## Problem requirements
Write out the records again exactly. Nothing should be dropped.

[Dataset entries]
---
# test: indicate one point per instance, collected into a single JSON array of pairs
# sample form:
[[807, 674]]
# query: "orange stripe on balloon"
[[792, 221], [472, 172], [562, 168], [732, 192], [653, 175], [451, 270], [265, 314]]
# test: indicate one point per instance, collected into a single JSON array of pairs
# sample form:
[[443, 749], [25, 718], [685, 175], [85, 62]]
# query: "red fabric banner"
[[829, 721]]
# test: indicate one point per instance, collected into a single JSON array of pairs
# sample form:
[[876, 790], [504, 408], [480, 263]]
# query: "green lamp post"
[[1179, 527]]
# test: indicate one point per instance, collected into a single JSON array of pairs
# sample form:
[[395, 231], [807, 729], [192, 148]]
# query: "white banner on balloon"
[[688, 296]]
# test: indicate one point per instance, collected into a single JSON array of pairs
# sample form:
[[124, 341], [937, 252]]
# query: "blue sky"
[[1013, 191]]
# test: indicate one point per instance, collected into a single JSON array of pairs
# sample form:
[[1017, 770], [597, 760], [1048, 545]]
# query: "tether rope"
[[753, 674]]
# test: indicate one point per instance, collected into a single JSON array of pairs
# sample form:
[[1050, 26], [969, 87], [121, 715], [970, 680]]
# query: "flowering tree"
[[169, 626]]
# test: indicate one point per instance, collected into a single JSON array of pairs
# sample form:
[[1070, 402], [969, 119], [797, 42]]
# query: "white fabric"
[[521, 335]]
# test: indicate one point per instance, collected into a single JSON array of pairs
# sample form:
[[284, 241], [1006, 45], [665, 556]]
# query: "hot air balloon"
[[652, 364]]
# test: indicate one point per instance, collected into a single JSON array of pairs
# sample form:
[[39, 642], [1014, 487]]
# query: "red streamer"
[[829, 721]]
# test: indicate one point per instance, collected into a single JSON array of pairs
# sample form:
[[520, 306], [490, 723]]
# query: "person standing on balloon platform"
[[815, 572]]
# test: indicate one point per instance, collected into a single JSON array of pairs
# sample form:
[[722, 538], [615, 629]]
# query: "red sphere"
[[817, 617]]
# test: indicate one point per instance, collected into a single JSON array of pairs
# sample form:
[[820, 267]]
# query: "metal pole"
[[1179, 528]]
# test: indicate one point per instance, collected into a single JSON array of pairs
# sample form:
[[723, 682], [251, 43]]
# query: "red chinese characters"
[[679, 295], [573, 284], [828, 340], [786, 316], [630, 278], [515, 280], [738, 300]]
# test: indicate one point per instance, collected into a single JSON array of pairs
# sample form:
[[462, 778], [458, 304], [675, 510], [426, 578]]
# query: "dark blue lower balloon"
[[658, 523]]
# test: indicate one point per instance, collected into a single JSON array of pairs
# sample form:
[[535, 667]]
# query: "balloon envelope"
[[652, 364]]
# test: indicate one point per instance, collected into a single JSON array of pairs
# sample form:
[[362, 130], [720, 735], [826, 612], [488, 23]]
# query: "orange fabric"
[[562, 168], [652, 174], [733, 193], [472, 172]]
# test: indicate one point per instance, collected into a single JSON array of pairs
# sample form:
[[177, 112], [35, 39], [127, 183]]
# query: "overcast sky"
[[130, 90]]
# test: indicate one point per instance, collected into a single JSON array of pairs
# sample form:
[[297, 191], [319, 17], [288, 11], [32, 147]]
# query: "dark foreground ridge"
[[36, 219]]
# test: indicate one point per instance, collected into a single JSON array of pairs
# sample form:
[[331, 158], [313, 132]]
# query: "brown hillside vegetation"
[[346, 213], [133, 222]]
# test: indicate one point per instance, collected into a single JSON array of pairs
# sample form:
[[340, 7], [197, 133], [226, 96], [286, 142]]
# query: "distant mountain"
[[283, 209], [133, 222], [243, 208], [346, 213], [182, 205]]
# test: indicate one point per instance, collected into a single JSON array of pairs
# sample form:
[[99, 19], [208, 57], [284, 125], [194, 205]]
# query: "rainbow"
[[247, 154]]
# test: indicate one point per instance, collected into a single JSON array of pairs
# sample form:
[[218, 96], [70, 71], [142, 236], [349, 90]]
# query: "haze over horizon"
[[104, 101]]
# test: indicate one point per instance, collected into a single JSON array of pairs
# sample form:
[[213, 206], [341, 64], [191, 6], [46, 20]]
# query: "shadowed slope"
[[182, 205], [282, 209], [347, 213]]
---
## Problem solution
# test: indicate one point per instance, collected into a single JSON array of pairs
# sample form:
[[807, 674]]
# query: "orange stripe on balloon"
[[792, 221], [472, 172], [562, 168], [732, 192], [653, 175], [451, 270], [265, 314]]
# test: indicate one point per instance, collected into a single JSON array of pairs
# sample form:
[[443, 749], [25, 718], [685, 175], [85, 62]]
# query: "red fabric banner"
[[829, 721]]
# test: indicate one point per instance, collected into a single JSON array of pairs
# sample form:
[[876, 790], [504, 408], [480, 263]]
# query: "green lamp post"
[[1179, 527]]
# test: indicate one point per instance, collected into a single JSON array of pairs
# sample form:
[[395, 231], [807, 729], [192, 148]]
# query: "white banner on balloon"
[[688, 296]]
# test: indicate one point per instance, collected into a single JSON array of pairs
# sample form:
[[124, 341], [937, 252]]
# query: "blue sky"
[[1013, 191]]
# test: indicate one point per instance, collected into a single JSON array of pairs
# sample form:
[[1017, 770], [597, 760], [1048, 545]]
# query: "tether rope"
[[753, 674]]
# test: indicate one point per instance, collected into a single JSON array of pairs
# sample form:
[[1050, 26], [969, 87], [121, 715], [970, 680]]
# query: "flowering tree"
[[169, 626]]
# test: indicate one point per instance, collected into a single JSON array of pairs
# sample form:
[[1070, 402], [969, 119], [797, 42]]
# query: "white fabric"
[[521, 335]]
# test: indicate one point per instance, collected into a single JSON array of pairs
# sample form:
[[284, 241], [1006, 45], [665, 556]]
# query: "hot air balloon"
[[652, 364]]
# test: indicate one point per instance, collected into a single JSON array of pairs
# sample form:
[[39, 642], [1014, 487]]
# query: "red streamer"
[[829, 721]]
# test: indicate one point per instance, collected into a single JSON array of pairs
# sample form:
[[520, 306], [490, 723]]
# query: "person standing on balloon platform"
[[815, 572]]
# test: indicate one point per instance, collected into a single JSON array of pairs
# sample form:
[[722, 538], [615, 629]]
# query: "red sphere"
[[817, 617]]
# test: indicate one point per instance, collected into a single JSON array of pairs
# sample form:
[[820, 267]]
# query: "metal pole"
[[1179, 528]]
# test: indicate one point per instance, collected into a single JSON array of pairs
# sample form:
[[723, 682], [251, 43]]
# query: "red chinese characters"
[[679, 295], [573, 284], [828, 340], [786, 316], [630, 278], [515, 280], [738, 300]]
# test: indicate one point per instance, collected into a single JSON array of pairs
# sample form:
[[462, 778], [458, 304], [675, 510], [426, 578]]
# query: "dark blue lower balloon"
[[658, 523]]
# test: indicate one point per instance, collected into a single JSON array of pairs
# sample form:
[[535, 667]]
# query: "balloon envelope"
[[652, 364]]
# test: indicate one point per instance, collected into a single JSON array of pairs
# sample form:
[[362, 130], [720, 735], [826, 612], [488, 23]]
# query: "orange fabric"
[[562, 168], [652, 174], [733, 193], [472, 172]]
# test: indicate one point per instance, collected into a single JSON array of pairs
# sample form:
[[177, 112], [35, 39], [127, 183]]
# query: "overcast sky"
[[130, 90]]
# test: indicate one point per instance, collected into a single JSON array of pairs
# sample form:
[[297, 191], [319, 17], [288, 11], [32, 147]]
# query: "dark foreground ridge"
[[36, 219]]
# test: indicate one point per instance, collected into a single JSON array of pairs
# sample form:
[[331, 158], [313, 132]]
# query: "brown hillside vegetation"
[[346, 213], [133, 222]]
# test: indicate one point per instance, collected into a single JSON array of pairs
# sample form:
[[340, 7], [197, 133], [226, 96], [286, 142]]
# query: "distant mountain"
[[283, 209], [133, 222], [243, 208], [346, 213], [182, 205]]
# test: indicate one point per instance, collected into a single JSON array of pairs
# sample form:
[[99, 19], [208, 57], [284, 125], [194, 205]]
# query: "rainbow"
[[247, 154]]
# test: indicate one point per instance, collected into a single JSON array of pairs
# sample form:
[[218, 96], [70, 71], [142, 236], [349, 90]]
# query: "haze over horizon"
[[104, 101]]
# test: indicate one point per instance, collected into a single JSON array of pairs
# sample form:
[[213, 206], [341, 64], [191, 6], [46, 20]]
# query: "shadowed slope"
[[182, 205], [282, 209], [347, 213]]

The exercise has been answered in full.